Directions
Return every line of the material exactly.

Input for this task

_ _ _

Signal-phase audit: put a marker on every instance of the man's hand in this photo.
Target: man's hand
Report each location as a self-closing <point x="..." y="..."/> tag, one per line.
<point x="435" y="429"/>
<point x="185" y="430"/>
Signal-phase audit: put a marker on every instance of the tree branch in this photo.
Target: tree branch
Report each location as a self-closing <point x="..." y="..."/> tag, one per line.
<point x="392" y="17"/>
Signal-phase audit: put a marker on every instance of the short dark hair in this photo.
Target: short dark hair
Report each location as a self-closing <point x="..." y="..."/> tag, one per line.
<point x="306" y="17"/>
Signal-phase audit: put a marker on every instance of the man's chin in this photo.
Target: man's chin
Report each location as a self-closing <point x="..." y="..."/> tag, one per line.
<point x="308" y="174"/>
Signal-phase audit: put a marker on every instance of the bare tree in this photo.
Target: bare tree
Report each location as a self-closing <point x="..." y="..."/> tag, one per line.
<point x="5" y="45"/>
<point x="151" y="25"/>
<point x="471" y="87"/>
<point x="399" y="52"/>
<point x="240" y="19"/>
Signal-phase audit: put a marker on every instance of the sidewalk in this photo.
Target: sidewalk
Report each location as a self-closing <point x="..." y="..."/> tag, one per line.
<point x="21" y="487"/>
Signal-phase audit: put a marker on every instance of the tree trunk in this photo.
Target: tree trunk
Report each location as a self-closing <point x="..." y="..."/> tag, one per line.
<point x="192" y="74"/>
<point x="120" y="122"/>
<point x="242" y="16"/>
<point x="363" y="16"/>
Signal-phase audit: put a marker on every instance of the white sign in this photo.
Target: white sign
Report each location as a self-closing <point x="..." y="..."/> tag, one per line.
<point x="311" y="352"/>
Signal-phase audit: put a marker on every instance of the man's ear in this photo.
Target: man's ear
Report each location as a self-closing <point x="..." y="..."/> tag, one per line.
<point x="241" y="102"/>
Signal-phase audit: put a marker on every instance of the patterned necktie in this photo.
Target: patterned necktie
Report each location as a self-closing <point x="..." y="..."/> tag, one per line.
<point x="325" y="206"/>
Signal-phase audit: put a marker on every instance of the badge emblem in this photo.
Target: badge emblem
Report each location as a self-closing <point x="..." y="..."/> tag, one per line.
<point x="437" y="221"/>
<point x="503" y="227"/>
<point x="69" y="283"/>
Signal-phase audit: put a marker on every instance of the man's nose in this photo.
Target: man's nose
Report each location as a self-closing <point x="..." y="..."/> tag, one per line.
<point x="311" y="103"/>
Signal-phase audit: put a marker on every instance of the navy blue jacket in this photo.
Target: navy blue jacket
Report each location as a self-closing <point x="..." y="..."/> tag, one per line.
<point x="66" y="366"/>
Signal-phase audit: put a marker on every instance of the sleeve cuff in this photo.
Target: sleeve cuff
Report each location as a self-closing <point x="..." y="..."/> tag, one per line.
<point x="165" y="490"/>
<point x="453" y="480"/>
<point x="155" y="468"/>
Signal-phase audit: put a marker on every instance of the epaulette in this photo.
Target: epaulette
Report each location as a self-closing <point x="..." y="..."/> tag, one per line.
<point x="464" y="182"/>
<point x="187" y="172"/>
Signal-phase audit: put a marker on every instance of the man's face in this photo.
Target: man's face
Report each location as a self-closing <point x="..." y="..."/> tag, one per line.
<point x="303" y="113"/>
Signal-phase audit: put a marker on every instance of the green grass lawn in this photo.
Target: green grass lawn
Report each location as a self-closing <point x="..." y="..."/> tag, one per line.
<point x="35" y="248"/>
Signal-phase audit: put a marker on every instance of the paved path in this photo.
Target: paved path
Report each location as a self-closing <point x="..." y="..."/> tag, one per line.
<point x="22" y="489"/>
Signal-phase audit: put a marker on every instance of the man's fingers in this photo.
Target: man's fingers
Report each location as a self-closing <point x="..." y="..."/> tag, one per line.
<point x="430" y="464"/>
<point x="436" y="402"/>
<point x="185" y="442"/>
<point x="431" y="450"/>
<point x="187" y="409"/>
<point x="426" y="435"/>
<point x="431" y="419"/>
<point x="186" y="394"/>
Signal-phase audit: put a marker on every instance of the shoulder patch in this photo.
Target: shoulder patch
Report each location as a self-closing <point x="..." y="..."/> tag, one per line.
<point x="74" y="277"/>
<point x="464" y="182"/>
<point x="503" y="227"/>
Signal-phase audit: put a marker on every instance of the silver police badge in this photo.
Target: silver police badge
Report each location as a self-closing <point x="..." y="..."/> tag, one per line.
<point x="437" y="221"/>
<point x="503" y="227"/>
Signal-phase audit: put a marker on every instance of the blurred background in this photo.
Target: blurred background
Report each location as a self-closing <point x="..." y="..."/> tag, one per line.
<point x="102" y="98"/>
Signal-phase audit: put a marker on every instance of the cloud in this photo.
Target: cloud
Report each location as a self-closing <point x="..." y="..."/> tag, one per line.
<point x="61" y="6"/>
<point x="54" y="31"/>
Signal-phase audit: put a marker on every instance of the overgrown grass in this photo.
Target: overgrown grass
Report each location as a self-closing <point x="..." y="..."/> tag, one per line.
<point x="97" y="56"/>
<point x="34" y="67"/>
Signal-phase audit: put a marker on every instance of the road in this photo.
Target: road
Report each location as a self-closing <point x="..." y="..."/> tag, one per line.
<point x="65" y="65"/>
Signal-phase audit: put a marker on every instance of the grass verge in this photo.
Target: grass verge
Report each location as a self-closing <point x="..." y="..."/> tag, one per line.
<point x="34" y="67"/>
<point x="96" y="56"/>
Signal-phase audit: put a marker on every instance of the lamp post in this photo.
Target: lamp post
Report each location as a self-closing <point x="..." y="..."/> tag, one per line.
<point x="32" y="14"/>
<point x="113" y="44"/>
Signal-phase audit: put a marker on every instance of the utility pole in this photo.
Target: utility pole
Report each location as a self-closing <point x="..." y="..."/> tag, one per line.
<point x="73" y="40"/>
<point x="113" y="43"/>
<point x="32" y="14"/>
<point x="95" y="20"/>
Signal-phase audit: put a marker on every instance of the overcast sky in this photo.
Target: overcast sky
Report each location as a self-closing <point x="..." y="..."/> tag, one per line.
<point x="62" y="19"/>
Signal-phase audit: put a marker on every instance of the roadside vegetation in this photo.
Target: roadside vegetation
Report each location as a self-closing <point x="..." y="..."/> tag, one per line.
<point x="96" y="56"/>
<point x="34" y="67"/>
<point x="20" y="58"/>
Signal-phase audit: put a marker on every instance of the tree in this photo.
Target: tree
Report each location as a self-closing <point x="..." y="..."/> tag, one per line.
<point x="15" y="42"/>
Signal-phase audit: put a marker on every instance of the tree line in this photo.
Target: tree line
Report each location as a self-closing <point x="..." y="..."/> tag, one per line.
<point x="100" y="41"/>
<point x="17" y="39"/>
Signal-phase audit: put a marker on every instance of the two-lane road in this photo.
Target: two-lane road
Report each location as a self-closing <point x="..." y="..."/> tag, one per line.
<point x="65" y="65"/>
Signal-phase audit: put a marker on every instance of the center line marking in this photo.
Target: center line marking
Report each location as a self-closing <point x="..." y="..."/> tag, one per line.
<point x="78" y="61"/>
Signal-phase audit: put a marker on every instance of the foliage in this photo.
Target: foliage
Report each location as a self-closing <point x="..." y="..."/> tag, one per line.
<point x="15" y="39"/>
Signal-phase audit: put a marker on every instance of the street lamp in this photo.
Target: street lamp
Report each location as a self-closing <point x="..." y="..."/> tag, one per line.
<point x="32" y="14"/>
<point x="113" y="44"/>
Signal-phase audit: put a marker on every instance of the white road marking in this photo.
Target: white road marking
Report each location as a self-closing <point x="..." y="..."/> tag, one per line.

_ _ _

Worked answer
Signal-phase audit: put a marker on every instance of the man's hand in this photo.
Target: man's hand
Report each location as a self-closing <point x="..." y="..."/> tag, one per line.
<point x="435" y="429"/>
<point x="185" y="430"/>
Signal-phase audit: put a marker on every instance of the tree branch in this photo.
Target: tree branch
Report each location as a self-closing <point x="..." y="..."/> tag, one per line.
<point x="392" y="17"/>
Signal-phase audit: put a marker on every instance of the short dark hair in this photo.
Target: short dark hair
Report each location as a self-closing <point x="..." y="..."/> tag, one per line.
<point x="306" y="17"/>
Signal-phase audit: put a marker on every instance of the man's chin in this photo.
Target: man's chin
Report each location as a self-closing <point x="..." y="..."/> tag, one per line.
<point x="308" y="174"/>
Signal-phase audit: put a marker on every instance of the bare tree in this photo.
Target: bare tree
Report each location as a self-closing <point x="..." y="..."/> tag, one per line.
<point x="5" y="45"/>
<point x="151" y="25"/>
<point x="471" y="87"/>
<point x="399" y="52"/>
<point x="240" y="19"/>
Signal-phase audit: put a marker on every instance of the sidewalk in this photo.
Target: sidewalk
Report each location as a self-closing <point x="..." y="..."/> tag, one per line.
<point x="21" y="487"/>
Signal-phase audit: put a marker on every instance of the tree trunk in this photo.
Target: tree trunk
Report each location as a self-closing <point x="..." y="..."/> tag, one per line.
<point x="192" y="74"/>
<point x="120" y="122"/>
<point x="242" y="16"/>
<point x="363" y="16"/>
Signal-phase audit: put a marker on every instance of the white sign in this photo.
Target: white sign
Report each location as a self-closing <point x="..." y="..."/> tag, one per line.
<point x="311" y="352"/>
Signal-phase audit: put a marker on every instance of the man's ear in this photo.
Target: man's ear
Report each location as a self-closing <point x="..." y="..."/> tag, one per line.
<point x="241" y="102"/>
Signal-phase audit: put a marker on every instance of the patterned necktie in this photo.
Target: patterned necktie
Report each location as a self-closing <point x="..." y="..."/> tag, one per line.
<point x="325" y="206"/>
Signal-phase audit: put a marker on every instance of the badge emblem in this photo.
Target: badge emblem
Report each location as a self-closing <point x="..." y="..."/> tag, one per line.
<point x="437" y="221"/>
<point x="503" y="227"/>
<point x="69" y="283"/>
Signal-phase audit: put a marker on every instance of the man's nose in this photo.
Target: man's nose
Report each location as a self-closing <point x="..." y="..."/> tag, one per line.
<point x="311" y="103"/>
Signal-phase audit: put a marker on every instance of the navy blue jacket in this photo.
Target: navy blue jacket
Report each location as a self-closing <point x="..." y="..."/> tag, one per line.
<point x="66" y="366"/>
Signal-phase audit: put a marker on every instance of the sleeve cuff in this photo.
Target: sleeve cuff
Report each location as a self-closing <point x="..." y="..."/> tag, one per line.
<point x="165" y="490"/>
<point x="453" y="480"/>
<point x="155" y="468"/>
Signal-phase audit: put a marker on every instance of the epaulette in this photo.
Target: epaulette
Report each location as a self-closing <point x="..." y="..."/> tag, one per line.
<point x="464" y="182"/>
<point x="187" y="172"/>
Signal-phase audit: put a marker on every instance of the man's face in this photo.
Target: man's face
Report each location as a self-closing <point x="..." y="..."/> tag, one per line.
<point x="303" y="113"/>
Signal-phase audit: put a marker on every instance of the green grass lawn in this photo.
Target: green grass lawn
Report each location as a self-closing <point x="..." y="..."/> tag, one per line.
<point x="35" y="248"/>
Signal-phase audit: put a marker on every instance of the paved path in this photo.
Target: paved path
Report each location as a self-closing <point x="..." y="..."/> tag, one per line.
<point x="22" y="489"/>
Signal-phase audit: put a marker on every instance of the man's fingers in this photo.
Target: man's fingers
Report each location as a self-closing <point x="..." y="..."/> tag, one per line.
<point x="430" y="464"/>
<point x="436" y="402"/>
<point x="185" y="442"/>
<point x="431" y="450"/>
<point x="187" y="409"/>
<point x="426" y="435"/>
<point x="431" y="419"/>
<point x="186" y="394"/>
Signal-phase audit: put a marker on every instance of the shoulder patch in this photo.
Target: shoulder patch
Report each location as a self-closing <point x="..." y="..."/> tag, one per line.
<point x="74" y="277"/>
<point x="464" y="182"/>
<point x="503" y="227"/>
Signal-phase audit: put a marker on every instance of the silver police badge in this photo.
Target: silver police badge
Report each location as a self-closing <point x="..." y="..."/> tag, one per line.
<point x="437" y="221"/>
<point x="503" y="227"/>
Signal-phase audit: put a marker on every instance of the blurred background in this photo.
Target: blurred background
Report each location as a self-closing <point x="..." y="..."/> tag, one per line.
<point x="102" y="98"/>
Signal-phase audit: put a marker on every instance of the cloud in this photo.
Target: cloud
Report each location as a self-closing <point x="..." y="..."/> tag, one per line.
<point x="61" y="6"/>
<point x="54" y="31"/>
Signal-phase audit: put a marker on every instance of the overgrown grass in this photo.
Target: overgrown grass
Report each location as a self-closing <point x="..." y="..."/> tag, one per line.
<point x="97" y="56"/>
<point x="34" y="67"/>
Signal-phase audit: put a marker on every instance of the road in this photo.
Target: road
Report each location as a self-closing <point x="..." y="..."/> tag, one per line.
<point x="65" y="65"/>
Signal-phase audit: put a marker on every instance of the grass verge in this photo.
Target: grass verge
Report each location as a self-closing <point x="..." y="..."/> tag, one per line.
<point x="34" y="67"/>
<point x="96" y="56"/>
Signal-phase audit: put a marker on every instance of the lamp post in this photo.
Target: lamp post
Report each location as a self-closing <point x="..." y="..."/> tag, one per line.
<point x="32" y="14"/>
<point x="113" y="44"/>
Signal-phase audit: put a marker on every instance of the utility pole in this photo.
Target: utility pole
Report each location as a self-closing <point x="..." y="..."/> tag, one per line.
<point x="73" y="40"/>
<point x="113" y="43"/>
<point x="32" y="14"/>
<point x="95" y="20"/>
Signal-phase audit: put a marker on every instance of the overcast sky in this photo.
Target: overcast sky
Report each location as a self-closing <point x="..." y="..."/> tag, one per line.
<point x="62" y="19"/>
Signal-phase audit: put a marker on every instance of the roadside vegetation in this photo.
Target: roadside vegetation
Report each location as a self-closing <point x="..." y="..."/> tag, one per line.
<point x="96" y="56"/>
<point x="34" y="67"/>
<point x="20" y="58"/>
Signal-phase audit: put a marker on every instance of the tree in this photo.
Target: tree
Report each location as a self-closing <point x="..." y="..."/> tag, one per line.
<point x="15" y="42"/>
Signal-phase audit: put a marker on every instance of the tree line in this photo.
Target: tree line
Report each location as a self-closing <point x="..." y="..."/> tag, one per line.
<point x="100" y="41"/>
<point x="17" y="39"/>
Signal-phase audit: put a marker on every instance of the two-lane road in this photo.
Target: two-lane road
Report each location as a self-closing <point x="..." y="..."/> tag, one per line.
<point x="65" y="65"/>
Signal-phase audit: put a marker on every instance of the center line marking in this photo.
Target: center line marking
Report each location as a self-closing <point x="..." y="..."/> tag, one per line.
<point x="78" y="61"/>
Signal-phase audit: put a marker on every instance of the foliage in this photo.
Target: foliage
Report each location as a self-closing <point x="..." y="..."/> tag, one per line.
<point x="15" y="39"/>
Signal-phase audit: put a marker on every instance of the street lamp in this photo.
Target: street lamp
Report each location as a self-closing <point x="..." y="..."/> tag, one per line.
<point x="32" y="14"/>
<point x="113" y="44"/>
Signal-phase audit: put a marker on every instance of the white road marking in this photo.
Target: white road marking
Report each location as a self-closing <point x="..." y="..."/> tag, one per line.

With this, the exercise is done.